/---

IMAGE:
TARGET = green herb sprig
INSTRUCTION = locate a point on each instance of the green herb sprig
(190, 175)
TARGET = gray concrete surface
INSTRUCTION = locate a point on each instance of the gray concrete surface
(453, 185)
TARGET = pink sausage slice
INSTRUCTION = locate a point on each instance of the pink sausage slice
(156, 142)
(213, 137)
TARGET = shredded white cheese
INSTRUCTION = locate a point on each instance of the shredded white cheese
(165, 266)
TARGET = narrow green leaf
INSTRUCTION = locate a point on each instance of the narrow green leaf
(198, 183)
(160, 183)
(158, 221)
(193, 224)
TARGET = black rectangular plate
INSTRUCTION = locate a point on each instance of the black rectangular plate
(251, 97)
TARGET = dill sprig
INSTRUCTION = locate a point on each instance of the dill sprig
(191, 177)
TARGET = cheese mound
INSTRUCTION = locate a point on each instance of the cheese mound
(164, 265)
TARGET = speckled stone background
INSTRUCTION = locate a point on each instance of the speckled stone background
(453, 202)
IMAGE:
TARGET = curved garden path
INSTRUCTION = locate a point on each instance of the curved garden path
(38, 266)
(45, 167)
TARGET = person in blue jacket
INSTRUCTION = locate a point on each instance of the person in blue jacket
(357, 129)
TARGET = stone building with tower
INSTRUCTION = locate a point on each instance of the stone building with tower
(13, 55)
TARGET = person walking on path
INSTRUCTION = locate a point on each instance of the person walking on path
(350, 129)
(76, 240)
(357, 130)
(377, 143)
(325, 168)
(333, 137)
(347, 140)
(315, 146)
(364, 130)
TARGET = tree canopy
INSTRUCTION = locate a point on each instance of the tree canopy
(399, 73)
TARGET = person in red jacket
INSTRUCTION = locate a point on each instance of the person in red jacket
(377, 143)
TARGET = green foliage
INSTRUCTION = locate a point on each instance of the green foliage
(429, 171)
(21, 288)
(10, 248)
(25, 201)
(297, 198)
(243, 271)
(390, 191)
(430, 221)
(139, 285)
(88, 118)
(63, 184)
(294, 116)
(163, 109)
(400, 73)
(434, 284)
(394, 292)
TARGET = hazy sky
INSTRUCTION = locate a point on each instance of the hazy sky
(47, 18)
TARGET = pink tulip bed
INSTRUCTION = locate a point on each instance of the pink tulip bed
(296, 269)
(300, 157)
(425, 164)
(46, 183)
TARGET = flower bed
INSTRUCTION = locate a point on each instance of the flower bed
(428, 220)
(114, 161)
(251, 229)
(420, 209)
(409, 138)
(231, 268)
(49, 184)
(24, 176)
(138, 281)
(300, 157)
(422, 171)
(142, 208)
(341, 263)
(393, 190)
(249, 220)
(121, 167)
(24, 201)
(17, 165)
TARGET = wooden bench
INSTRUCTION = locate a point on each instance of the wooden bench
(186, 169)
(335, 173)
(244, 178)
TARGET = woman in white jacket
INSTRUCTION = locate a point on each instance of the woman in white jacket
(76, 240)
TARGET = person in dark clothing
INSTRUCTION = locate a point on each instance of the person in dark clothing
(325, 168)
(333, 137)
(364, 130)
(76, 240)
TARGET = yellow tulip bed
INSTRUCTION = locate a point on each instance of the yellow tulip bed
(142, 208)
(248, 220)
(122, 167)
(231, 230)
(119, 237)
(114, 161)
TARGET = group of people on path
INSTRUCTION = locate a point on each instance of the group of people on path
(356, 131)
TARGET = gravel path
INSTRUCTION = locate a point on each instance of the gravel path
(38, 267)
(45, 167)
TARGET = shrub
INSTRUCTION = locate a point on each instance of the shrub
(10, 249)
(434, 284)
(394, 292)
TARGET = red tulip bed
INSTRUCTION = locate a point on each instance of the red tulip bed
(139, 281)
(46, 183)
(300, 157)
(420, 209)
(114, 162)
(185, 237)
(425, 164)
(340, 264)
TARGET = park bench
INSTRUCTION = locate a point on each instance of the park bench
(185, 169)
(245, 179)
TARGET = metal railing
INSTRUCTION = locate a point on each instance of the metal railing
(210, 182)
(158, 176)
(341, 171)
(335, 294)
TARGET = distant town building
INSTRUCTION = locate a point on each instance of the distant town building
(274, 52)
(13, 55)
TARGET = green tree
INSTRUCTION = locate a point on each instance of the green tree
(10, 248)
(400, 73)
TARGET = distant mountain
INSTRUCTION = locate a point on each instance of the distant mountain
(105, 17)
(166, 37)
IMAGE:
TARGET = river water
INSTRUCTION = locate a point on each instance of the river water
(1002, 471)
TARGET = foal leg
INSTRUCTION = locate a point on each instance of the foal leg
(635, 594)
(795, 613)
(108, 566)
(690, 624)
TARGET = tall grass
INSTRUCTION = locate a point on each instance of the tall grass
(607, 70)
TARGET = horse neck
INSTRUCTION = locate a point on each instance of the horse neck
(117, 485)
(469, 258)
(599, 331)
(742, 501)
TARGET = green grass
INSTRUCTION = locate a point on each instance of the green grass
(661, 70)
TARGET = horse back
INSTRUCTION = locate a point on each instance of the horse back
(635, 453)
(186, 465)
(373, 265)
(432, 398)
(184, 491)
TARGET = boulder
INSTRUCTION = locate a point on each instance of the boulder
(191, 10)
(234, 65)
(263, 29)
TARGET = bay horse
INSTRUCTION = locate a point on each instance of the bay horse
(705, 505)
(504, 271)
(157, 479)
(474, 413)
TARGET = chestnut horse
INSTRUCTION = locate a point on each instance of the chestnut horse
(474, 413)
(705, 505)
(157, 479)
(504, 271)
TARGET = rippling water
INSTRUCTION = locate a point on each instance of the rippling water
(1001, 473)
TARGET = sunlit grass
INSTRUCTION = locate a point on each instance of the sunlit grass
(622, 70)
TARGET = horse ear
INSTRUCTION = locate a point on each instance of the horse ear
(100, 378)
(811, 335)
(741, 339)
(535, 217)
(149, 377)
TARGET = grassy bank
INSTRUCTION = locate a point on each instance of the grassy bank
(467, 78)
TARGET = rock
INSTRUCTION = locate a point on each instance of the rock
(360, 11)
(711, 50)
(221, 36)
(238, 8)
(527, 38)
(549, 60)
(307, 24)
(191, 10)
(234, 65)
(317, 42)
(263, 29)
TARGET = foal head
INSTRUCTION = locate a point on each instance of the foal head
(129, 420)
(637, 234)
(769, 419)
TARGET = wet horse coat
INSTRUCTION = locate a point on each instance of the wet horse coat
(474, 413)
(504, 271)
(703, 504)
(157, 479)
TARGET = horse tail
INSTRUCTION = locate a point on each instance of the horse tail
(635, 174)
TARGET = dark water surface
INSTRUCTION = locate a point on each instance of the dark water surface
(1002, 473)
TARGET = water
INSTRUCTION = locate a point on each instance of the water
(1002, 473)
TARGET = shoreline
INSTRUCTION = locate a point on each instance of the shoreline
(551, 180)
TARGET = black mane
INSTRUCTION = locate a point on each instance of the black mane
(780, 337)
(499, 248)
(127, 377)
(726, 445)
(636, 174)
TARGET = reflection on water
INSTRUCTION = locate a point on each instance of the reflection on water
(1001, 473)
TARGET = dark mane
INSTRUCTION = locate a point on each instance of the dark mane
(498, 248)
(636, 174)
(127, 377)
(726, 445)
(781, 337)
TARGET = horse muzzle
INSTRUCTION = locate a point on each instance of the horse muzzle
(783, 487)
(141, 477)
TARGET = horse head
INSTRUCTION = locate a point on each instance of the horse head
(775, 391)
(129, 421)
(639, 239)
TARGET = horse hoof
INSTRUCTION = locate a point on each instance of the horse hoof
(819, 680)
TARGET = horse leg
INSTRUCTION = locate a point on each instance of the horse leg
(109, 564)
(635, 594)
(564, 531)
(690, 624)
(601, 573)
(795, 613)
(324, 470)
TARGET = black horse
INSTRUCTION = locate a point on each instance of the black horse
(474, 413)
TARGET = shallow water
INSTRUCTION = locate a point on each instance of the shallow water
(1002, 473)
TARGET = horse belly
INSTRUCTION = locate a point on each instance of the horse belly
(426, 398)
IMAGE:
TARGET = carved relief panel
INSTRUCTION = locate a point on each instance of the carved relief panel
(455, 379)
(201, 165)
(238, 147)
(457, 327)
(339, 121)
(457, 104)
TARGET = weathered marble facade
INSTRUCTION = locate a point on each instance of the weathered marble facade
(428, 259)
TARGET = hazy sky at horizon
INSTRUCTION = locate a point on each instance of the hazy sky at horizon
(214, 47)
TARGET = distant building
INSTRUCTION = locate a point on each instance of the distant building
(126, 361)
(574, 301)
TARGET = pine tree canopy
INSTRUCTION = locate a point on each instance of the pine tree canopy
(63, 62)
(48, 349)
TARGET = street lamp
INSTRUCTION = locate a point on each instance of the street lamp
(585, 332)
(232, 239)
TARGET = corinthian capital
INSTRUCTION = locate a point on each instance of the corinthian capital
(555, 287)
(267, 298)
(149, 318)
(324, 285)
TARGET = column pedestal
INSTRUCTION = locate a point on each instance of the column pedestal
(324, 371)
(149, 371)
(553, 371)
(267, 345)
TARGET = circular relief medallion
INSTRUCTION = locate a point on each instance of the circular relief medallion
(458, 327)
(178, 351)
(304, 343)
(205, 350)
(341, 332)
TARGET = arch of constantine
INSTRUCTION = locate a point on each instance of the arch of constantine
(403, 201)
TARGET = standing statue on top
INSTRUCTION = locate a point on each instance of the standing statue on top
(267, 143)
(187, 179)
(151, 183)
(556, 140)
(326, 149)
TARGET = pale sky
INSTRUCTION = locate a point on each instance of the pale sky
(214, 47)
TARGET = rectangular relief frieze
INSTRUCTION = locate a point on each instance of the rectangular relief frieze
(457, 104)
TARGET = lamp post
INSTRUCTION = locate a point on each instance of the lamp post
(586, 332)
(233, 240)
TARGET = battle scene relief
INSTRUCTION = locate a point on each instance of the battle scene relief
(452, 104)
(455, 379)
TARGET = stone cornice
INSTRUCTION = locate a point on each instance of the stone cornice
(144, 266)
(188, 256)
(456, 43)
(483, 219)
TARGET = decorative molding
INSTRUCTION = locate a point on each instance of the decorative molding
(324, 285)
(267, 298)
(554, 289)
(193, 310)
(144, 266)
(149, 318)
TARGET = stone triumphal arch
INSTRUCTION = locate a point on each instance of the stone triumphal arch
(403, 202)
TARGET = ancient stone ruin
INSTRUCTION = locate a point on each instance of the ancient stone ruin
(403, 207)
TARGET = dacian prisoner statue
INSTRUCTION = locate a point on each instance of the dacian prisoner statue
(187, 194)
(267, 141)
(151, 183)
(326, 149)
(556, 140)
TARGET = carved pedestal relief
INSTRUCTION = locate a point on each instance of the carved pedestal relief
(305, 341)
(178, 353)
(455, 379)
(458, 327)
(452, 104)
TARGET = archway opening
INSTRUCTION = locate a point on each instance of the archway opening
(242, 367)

\---

■ AIM OF THE TASK
An exact, complete copy of the lines above from the one with "TARGET = green grass" through the one with "TARGET = boulder" is the whole answer.

■ THE COMPLETED TASK
TARGET = green grass
INSTRUCTION = locate a point on each instance of the green grass
(661, 70)
TARGET = horse back
INSTRUCTION = locate a point on each instance of the horse back
(635, 453)
(186, 465)
(373, 265)
(432, 398)
(184, 491)
TARGET = boulder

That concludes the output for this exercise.